▸ **What is expected**
Retype, word for word, every line of the records below starting at the one that contains "fixture in this photo." and ending at the one that contains "countertop in this photo."; include both of those lines and nothing more.
Segment Start: Raw data
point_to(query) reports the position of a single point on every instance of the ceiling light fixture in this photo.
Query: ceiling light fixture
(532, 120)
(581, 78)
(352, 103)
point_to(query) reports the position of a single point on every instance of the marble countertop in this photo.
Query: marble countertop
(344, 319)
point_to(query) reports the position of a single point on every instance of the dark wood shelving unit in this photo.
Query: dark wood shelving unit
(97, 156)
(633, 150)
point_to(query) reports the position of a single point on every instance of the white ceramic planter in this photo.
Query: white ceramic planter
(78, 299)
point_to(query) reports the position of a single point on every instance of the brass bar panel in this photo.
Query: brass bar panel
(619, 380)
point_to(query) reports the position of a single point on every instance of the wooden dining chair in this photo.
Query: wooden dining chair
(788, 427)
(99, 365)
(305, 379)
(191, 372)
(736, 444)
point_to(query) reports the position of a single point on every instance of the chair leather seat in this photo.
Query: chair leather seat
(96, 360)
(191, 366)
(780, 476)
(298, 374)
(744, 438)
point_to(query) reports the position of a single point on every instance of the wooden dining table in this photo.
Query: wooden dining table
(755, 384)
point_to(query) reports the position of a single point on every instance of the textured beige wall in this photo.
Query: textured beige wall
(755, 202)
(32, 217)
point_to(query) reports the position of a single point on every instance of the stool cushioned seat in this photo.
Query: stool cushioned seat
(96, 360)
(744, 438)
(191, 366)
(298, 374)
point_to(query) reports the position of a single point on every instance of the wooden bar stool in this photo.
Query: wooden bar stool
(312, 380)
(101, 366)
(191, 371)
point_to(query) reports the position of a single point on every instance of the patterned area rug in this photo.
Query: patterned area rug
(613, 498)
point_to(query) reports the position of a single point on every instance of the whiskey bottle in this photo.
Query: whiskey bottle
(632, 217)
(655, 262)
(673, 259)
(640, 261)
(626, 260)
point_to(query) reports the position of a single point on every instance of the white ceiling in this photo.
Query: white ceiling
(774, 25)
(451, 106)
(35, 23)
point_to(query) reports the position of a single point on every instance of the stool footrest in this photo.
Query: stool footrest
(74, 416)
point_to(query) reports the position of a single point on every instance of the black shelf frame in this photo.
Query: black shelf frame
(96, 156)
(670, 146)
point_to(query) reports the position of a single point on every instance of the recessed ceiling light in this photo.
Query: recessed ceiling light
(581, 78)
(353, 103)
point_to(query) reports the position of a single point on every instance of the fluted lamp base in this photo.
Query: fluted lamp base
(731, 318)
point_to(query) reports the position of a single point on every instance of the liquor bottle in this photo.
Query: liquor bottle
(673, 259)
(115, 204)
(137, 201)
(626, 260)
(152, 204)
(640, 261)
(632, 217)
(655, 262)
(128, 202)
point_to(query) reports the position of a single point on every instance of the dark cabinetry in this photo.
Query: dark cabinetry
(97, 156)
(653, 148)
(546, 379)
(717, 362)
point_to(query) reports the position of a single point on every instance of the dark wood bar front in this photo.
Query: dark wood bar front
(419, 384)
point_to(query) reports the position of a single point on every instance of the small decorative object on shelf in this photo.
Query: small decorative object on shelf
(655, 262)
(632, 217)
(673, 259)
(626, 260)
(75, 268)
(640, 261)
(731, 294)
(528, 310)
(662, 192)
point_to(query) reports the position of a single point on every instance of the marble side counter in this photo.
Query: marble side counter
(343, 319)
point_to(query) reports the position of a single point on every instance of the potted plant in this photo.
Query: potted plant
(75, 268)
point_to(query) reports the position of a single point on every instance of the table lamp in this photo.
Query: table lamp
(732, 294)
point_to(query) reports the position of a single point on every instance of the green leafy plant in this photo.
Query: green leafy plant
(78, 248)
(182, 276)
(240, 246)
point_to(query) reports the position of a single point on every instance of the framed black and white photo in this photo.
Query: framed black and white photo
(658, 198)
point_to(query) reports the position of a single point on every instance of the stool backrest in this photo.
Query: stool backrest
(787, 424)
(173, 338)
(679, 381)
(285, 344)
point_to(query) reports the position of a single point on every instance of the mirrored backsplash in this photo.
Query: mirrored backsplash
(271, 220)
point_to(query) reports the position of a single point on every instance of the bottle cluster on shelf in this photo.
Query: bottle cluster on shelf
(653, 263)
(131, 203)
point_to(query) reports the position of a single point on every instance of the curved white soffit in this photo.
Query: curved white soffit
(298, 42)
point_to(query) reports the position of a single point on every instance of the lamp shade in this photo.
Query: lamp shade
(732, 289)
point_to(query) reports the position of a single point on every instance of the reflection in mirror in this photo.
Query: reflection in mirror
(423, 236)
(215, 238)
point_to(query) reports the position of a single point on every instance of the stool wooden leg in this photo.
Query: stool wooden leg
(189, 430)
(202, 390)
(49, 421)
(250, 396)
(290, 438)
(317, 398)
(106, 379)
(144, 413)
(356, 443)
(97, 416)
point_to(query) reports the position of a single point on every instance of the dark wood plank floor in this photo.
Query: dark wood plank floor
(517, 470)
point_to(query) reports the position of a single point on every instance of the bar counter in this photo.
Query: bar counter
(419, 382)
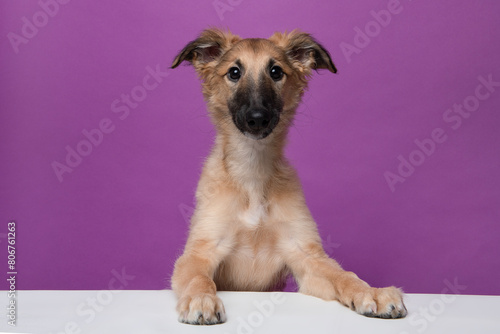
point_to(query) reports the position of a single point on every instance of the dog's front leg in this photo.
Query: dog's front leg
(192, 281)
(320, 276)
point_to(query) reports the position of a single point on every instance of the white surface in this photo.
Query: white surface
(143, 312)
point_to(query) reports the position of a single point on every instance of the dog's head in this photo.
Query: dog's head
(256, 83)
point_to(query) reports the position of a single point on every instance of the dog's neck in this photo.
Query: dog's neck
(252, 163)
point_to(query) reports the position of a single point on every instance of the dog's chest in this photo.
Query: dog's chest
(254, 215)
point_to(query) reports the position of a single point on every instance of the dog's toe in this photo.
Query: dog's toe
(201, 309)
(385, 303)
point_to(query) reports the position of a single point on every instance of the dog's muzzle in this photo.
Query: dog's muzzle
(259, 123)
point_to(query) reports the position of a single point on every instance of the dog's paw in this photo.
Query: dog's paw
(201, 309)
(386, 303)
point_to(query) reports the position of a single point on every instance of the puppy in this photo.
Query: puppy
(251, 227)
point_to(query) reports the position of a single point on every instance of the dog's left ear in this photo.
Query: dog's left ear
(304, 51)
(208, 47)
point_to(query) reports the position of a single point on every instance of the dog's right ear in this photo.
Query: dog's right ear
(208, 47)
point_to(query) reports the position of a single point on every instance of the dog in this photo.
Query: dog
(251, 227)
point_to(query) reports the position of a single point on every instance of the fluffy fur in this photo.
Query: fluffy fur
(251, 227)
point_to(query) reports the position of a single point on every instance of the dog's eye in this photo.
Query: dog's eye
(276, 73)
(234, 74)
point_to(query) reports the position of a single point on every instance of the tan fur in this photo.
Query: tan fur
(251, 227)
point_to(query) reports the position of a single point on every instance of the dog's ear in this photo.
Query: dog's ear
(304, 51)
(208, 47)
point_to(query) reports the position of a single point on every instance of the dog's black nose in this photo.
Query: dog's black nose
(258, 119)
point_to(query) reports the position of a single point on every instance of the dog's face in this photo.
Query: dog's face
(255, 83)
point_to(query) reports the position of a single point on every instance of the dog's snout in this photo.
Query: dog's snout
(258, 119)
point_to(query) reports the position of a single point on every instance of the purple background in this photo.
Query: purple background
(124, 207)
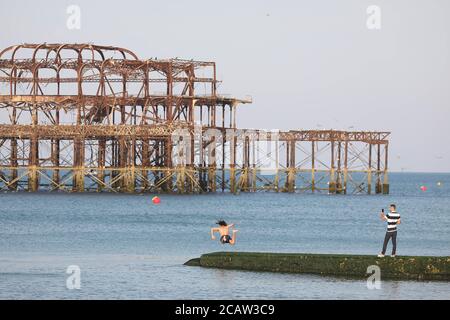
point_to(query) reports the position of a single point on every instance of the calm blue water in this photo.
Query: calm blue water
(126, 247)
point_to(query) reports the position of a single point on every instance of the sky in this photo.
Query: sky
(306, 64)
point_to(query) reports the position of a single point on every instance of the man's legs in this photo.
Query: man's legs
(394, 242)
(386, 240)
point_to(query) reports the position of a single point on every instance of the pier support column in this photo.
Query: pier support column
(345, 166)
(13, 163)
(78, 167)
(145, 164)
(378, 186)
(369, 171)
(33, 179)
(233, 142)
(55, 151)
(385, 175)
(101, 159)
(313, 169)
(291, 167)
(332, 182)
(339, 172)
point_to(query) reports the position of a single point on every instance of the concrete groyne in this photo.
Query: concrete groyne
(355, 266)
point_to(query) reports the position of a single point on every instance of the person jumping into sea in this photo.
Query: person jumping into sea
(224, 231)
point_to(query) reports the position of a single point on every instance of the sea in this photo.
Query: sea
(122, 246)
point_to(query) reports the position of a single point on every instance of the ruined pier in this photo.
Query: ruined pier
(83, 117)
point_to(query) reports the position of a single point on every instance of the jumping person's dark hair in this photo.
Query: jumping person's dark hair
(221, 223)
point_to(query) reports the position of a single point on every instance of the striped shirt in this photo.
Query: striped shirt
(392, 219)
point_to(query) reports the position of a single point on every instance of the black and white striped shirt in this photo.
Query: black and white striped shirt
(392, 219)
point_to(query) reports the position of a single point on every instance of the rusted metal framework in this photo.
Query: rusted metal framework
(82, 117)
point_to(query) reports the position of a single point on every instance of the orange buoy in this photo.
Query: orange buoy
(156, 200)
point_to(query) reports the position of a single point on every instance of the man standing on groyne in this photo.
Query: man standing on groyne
Segment End: Raw data
Segment Start: Raw data
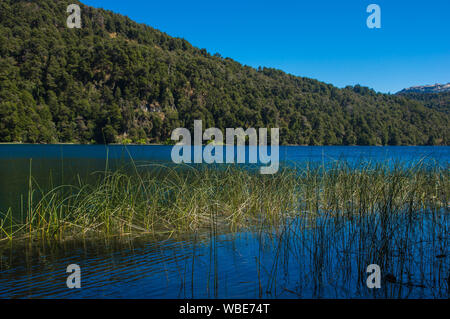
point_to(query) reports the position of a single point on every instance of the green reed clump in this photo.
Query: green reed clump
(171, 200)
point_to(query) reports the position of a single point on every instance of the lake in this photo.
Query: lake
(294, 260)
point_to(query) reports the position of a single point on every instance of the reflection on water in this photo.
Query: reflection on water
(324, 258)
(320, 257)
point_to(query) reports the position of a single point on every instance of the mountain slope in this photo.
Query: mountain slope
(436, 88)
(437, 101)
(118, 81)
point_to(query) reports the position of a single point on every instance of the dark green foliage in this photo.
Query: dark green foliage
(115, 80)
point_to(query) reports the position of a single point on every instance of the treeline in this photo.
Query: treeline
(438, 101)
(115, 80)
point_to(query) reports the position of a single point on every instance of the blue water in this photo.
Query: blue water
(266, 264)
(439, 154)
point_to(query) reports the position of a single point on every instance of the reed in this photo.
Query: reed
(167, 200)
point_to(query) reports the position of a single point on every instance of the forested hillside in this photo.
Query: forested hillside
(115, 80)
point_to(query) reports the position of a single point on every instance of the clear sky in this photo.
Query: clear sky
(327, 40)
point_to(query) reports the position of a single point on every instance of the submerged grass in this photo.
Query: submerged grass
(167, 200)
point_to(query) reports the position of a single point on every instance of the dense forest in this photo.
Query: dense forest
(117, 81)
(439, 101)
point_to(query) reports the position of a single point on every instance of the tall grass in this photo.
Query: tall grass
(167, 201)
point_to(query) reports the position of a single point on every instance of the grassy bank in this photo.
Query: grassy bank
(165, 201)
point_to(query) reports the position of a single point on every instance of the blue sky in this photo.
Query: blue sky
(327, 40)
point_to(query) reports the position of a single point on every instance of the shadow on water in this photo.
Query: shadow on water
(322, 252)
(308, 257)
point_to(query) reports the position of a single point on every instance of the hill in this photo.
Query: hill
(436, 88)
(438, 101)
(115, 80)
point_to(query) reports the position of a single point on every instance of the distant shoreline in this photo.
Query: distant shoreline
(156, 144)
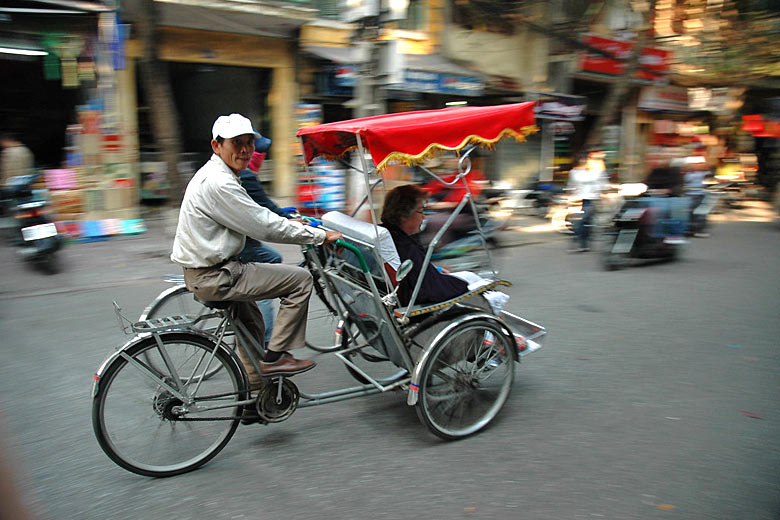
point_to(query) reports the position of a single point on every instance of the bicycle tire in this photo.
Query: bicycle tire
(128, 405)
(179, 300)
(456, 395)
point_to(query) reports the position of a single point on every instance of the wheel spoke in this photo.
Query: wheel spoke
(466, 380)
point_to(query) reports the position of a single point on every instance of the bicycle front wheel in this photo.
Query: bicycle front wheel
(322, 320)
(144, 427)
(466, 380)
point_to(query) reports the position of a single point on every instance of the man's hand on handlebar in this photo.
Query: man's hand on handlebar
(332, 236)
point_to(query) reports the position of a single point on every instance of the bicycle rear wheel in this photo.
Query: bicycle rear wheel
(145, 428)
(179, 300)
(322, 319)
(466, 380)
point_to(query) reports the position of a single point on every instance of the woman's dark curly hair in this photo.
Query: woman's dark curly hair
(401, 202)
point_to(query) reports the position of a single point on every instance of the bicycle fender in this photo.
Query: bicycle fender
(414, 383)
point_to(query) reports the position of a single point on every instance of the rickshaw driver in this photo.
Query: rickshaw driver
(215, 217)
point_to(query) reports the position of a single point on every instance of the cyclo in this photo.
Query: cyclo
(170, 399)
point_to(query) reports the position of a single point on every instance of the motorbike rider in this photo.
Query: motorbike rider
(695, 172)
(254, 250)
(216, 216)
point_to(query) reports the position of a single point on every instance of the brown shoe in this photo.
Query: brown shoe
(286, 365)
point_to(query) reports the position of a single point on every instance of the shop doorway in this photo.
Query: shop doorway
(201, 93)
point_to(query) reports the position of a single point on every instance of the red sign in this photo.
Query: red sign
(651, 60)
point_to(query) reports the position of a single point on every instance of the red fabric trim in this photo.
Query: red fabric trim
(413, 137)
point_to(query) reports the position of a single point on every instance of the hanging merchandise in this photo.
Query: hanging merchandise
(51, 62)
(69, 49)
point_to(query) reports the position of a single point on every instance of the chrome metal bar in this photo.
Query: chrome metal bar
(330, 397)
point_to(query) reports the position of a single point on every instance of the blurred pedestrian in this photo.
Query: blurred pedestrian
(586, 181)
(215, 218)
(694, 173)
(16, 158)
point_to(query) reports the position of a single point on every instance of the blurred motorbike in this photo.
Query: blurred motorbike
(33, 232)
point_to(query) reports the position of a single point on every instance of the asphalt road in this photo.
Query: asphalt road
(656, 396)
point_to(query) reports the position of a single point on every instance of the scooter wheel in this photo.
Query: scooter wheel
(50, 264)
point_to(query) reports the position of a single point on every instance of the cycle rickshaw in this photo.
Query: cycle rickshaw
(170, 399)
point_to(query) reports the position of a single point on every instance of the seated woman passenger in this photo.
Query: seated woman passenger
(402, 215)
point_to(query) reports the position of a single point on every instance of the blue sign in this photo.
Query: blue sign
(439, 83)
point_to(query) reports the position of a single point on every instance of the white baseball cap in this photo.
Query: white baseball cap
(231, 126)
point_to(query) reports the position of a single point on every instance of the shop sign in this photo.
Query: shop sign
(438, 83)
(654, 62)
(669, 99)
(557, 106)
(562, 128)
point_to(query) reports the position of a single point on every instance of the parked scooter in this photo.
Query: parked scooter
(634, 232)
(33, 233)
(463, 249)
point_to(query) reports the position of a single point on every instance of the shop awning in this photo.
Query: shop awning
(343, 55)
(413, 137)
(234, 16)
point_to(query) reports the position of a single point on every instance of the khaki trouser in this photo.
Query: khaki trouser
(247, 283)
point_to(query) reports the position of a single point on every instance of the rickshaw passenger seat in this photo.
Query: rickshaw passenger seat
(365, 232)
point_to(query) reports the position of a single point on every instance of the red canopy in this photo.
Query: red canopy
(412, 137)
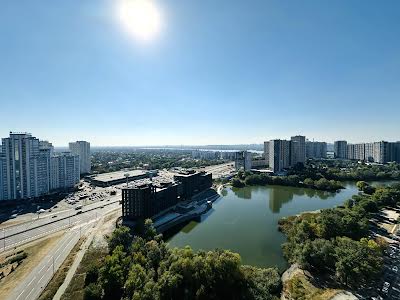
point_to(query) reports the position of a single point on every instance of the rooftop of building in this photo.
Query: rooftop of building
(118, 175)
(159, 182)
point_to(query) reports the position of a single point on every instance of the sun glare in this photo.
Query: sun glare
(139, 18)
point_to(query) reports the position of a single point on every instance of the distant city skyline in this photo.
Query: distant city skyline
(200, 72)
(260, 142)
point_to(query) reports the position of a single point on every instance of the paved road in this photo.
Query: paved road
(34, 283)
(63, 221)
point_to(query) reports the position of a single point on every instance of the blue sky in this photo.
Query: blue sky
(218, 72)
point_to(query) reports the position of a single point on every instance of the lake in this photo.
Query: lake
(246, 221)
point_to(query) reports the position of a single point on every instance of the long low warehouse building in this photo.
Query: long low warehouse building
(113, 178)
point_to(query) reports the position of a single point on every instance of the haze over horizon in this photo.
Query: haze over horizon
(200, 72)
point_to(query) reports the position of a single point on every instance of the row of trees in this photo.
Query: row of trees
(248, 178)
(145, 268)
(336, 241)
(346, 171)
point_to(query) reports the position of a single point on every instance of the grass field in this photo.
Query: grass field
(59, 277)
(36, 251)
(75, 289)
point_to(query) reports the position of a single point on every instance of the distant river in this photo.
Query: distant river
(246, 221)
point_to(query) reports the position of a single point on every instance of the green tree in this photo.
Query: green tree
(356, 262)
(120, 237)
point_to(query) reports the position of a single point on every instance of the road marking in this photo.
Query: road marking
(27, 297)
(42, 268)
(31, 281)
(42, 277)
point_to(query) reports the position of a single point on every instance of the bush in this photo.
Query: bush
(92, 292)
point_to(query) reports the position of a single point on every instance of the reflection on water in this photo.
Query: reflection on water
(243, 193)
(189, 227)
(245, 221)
Segment End: Raw data
Segment Start: Raw data
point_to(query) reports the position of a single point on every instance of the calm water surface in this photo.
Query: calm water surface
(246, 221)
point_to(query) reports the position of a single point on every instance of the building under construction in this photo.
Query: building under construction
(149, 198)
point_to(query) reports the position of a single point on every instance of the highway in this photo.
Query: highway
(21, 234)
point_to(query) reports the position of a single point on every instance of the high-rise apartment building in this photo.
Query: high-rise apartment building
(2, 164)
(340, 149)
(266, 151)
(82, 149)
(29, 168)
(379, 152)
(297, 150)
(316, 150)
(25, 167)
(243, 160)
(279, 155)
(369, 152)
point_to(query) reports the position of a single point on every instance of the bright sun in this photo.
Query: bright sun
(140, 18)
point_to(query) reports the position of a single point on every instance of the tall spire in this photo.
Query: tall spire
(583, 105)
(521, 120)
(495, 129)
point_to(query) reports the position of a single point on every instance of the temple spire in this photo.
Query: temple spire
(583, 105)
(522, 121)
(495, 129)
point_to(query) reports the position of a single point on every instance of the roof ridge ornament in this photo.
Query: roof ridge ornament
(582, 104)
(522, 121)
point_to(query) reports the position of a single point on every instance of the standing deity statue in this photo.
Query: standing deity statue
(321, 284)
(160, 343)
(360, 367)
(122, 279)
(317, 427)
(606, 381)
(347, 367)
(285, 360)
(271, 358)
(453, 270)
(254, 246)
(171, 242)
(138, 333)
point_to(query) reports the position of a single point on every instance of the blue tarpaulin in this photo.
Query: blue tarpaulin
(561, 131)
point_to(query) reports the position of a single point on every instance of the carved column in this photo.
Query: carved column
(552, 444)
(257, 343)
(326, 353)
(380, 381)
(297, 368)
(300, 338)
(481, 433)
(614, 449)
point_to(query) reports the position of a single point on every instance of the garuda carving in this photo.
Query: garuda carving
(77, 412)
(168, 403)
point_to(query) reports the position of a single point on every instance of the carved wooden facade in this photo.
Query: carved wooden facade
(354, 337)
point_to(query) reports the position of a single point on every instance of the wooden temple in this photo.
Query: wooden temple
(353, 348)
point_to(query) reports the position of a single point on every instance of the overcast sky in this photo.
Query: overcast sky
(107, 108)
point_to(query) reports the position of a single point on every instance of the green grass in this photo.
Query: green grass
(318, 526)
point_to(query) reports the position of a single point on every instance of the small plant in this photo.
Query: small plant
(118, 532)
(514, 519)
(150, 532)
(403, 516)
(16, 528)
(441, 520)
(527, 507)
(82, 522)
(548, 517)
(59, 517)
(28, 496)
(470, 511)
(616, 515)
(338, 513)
Segment End: Raw data
▸ **Answer section**
point_to(query) reports the position of a single point on every instance of the ceiling light fixture in this photo.
Query: ceiling light fixture
(532, 120)
(581, 78)
(352, 103)
point_to(query) reports the position of a single point on every instance of the marble countertop in this photo.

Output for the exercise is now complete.